PROBLEMS TO WORK ON:
1. Reproduce the passage from the news report starting at "Ayad Mashaalah, a" and ending at "of Monday's finding.".
2. Based on the news report, mark each statement yes or no and quote the words that decide it: (a) Police disclosed the number of bodies found. (b) The United Nations agreed to an outside review of the complaints. (c) More than 10,000 people demonstrated on Tuesday.
START TEXT PROVIDED
The remains, which were discovered on Monday, were sent for tests on Tuesday in an effort to identify the bodies, a Karbala police spokesman said.
The men who claim to have discovered the graves were working on underground sewer lines, CBS' Jennifer Donelan reports.
Police will not say how many bodies were found.
Ayad Mashaalah, a local restaurant owner, said he saw bags filled with decomposed bones and corpses. Mashaalah said human rights workers came and took the bags, which are thought to date back to 1991.
BBC estimates that as many as 30,000 people could have been killed and buried in mass graves during the particular Shiite uprising thought to be the source of Monday's finding.
The apparent discovery came amidst ain Iraq, with at least two dozen people — including two U.S. soldiers — killed in shootings and bombings Monday and 18 on Sunday.
In related developments:
Human rights organizations estimate that more than 300,000 people, mainly Kurds and Shiite Muslims, were killed and buried in mass graves during Saddam Hussein's 23-year rule, which ended when U.S.-led forces toppled his regime in April 2003.
Meanwhile, Tuesday, Officials said insurgents were trying to deepen the political turmoil surrounding the contested vote. Preliminary figures have given a big lead to the religious Shiite bloc that controls the current interim government.
The new violence came as three opposition groups threatened a wave of protests and civil disobedience if fraud charges are not properly investigated. The warning came from the secular Iraqi National List, headed by former Shiite Prime Minister Ayad Allawi, and two Sunni Arab groups.
More than 10,000 people, some carrying photos of Allawi, demonstrated Tuesday in favor of a government that would give more power to Sunni Arabs and secular Shiites. Marches chanted "No Sunnis, no Shiites, yes for national unity."
"We're protesting to reject the elections fraud. We want to ask the government and the elections commission: 'Where did our votes go? Who stole them?"' said Abdul Hamid Abdul Razzaq, a 45-year-old barber who attended the massive protest.
A similar protest in Baqouba ended with arrests. Police rounded up several people — most of them high school students — and took them into custody, Donelan reports.
Iraq's Electoral Commission said Monday that final results for the 275-seat parliament could be released in about a week.
Sunni Arab and secular Shiite factions are demanding that an international body review more than 1,500 complaints, warning they may boycott the new legislature. They also want new elections in some provinces, including Baghdad. The United Nations has rejected an outside review.
"We will resort to peaceful options, including protests, civil disobedience and a boycott of the political process until our demands are met," said Hassan Zaidan al-Lahaibi of the Sunni-dominated Iraqi Front for National Dialogue. He spoke in neighboring Jordan, where representatives of the groups have met in recent days.
END TEXT PROVIDED
START EXERCISE DATA
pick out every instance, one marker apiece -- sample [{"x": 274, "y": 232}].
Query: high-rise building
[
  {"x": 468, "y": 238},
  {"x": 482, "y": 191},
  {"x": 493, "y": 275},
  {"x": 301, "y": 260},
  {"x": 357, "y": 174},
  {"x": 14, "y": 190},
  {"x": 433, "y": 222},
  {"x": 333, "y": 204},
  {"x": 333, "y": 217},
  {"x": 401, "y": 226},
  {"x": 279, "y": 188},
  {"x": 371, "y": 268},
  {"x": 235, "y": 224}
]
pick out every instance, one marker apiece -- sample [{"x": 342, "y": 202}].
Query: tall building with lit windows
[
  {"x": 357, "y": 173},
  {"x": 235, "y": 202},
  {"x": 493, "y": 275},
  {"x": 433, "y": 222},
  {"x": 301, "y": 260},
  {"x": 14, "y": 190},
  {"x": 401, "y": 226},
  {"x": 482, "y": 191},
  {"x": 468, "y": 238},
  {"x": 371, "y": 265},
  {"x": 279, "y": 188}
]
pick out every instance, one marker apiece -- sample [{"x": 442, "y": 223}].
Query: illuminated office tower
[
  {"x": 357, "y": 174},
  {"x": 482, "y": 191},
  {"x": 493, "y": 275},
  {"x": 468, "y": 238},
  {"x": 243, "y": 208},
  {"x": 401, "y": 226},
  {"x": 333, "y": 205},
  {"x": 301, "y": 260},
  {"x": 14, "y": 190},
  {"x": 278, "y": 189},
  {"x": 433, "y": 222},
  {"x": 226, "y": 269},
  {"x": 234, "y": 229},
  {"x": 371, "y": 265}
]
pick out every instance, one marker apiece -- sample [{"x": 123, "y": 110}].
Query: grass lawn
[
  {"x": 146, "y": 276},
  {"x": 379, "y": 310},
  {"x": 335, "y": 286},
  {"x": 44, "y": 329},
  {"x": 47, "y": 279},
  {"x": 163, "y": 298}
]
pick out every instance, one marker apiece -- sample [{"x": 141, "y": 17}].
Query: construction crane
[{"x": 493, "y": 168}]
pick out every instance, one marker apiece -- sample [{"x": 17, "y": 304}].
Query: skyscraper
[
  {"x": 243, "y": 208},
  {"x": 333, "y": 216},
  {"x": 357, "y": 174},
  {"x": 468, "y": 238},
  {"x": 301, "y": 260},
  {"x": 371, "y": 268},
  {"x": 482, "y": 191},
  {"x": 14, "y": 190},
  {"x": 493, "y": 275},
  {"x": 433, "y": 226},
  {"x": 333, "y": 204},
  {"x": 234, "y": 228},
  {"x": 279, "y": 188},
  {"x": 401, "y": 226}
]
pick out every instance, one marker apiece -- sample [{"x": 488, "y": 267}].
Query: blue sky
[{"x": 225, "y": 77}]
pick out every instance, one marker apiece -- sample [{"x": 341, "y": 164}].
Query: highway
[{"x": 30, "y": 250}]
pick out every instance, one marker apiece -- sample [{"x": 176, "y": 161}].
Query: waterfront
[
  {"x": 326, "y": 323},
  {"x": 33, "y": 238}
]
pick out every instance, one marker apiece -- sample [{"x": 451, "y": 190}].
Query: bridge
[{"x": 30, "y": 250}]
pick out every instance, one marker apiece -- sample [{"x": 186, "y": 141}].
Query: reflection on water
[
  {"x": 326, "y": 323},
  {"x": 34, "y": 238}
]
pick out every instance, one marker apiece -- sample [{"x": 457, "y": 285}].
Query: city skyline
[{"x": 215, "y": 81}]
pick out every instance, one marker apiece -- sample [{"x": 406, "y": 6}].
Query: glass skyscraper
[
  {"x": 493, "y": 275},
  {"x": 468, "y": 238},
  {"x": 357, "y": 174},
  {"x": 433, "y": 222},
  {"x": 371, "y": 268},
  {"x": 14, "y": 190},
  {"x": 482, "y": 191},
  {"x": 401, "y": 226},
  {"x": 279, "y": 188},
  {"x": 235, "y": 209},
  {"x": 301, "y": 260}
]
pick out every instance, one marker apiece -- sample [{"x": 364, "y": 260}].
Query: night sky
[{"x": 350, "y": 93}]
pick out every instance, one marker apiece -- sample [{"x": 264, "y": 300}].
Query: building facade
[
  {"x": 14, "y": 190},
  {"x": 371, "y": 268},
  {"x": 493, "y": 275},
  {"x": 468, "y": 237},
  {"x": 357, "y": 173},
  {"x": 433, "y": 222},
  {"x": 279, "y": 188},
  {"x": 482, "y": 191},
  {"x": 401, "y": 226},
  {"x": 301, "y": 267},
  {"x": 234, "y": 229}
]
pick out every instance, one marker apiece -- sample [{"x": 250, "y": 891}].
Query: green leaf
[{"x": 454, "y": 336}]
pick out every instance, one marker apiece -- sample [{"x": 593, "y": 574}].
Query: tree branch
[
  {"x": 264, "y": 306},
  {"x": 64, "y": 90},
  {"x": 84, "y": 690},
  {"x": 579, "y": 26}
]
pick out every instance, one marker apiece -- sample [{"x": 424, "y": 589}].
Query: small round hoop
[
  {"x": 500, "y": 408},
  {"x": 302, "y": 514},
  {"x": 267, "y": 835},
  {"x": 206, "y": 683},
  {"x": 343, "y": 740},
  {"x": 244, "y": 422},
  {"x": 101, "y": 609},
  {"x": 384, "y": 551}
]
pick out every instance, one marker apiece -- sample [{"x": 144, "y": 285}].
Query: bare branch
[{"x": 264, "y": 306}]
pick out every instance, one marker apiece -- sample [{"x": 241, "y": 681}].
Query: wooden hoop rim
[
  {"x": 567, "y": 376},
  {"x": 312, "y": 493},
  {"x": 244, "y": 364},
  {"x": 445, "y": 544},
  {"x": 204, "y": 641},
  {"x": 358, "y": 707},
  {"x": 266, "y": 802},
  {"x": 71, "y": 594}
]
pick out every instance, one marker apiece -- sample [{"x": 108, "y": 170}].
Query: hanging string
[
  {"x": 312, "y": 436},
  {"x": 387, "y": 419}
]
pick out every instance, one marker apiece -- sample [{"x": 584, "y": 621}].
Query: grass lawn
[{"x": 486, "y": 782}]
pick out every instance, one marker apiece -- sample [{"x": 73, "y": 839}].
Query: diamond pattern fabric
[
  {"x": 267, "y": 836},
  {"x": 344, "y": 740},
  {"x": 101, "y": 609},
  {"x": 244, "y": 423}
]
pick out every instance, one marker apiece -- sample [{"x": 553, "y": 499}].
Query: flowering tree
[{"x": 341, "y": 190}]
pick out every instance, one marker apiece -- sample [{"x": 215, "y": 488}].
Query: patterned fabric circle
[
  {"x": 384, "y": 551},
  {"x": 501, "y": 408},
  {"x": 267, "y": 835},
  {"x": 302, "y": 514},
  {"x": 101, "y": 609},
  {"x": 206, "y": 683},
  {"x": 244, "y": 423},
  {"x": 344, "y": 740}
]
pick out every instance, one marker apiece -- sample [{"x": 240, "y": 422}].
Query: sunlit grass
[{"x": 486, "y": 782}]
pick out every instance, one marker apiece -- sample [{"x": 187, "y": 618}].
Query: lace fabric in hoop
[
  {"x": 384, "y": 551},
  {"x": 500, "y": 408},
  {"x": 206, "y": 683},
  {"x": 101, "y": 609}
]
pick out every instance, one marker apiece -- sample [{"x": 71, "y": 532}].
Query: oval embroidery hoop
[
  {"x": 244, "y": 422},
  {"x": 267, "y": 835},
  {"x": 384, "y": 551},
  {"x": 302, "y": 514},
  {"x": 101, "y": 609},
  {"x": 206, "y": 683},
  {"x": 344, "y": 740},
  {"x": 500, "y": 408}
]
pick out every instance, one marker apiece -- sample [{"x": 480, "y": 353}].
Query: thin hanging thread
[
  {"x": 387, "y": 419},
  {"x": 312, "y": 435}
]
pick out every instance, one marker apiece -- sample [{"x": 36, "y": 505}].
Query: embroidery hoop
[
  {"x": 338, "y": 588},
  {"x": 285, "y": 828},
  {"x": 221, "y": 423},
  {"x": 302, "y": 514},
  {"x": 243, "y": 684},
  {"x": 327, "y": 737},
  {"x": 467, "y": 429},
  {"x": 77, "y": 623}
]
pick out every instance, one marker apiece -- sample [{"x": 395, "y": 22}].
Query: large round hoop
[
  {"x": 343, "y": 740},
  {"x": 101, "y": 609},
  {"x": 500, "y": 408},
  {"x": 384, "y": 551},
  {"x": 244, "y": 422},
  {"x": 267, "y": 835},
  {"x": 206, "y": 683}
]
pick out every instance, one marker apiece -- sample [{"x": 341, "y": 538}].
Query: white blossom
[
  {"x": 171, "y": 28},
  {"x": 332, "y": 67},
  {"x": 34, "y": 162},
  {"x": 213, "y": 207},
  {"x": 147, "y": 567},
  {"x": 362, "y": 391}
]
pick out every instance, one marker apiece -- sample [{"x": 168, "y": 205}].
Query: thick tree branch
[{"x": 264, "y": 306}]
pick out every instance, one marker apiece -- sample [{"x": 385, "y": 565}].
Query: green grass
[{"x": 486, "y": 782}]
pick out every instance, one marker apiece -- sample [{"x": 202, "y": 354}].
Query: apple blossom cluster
END EXERCISE DATA
RESPONSES TO THE TASKS:
1.
Ayad Mashaalah, a local restaurant owner, said he saw bags filled with decomposed bones and corpses. Mashaalah said human rights workers came and took the bags, which are thought to date back to 1991.
BBC estimates that as many as 30,000 people could have been killed and buried in mass graves during the particular Shiite uprising thought to be the source of Monday's finding.

2.
(a) No: "Police will not say how many bodies were found."
(b) No: "The United Nations has rejected an outside review."
(c) Yes: "More than 10,000 people, some carrying photos of Allawi, demonstrated Tuesday"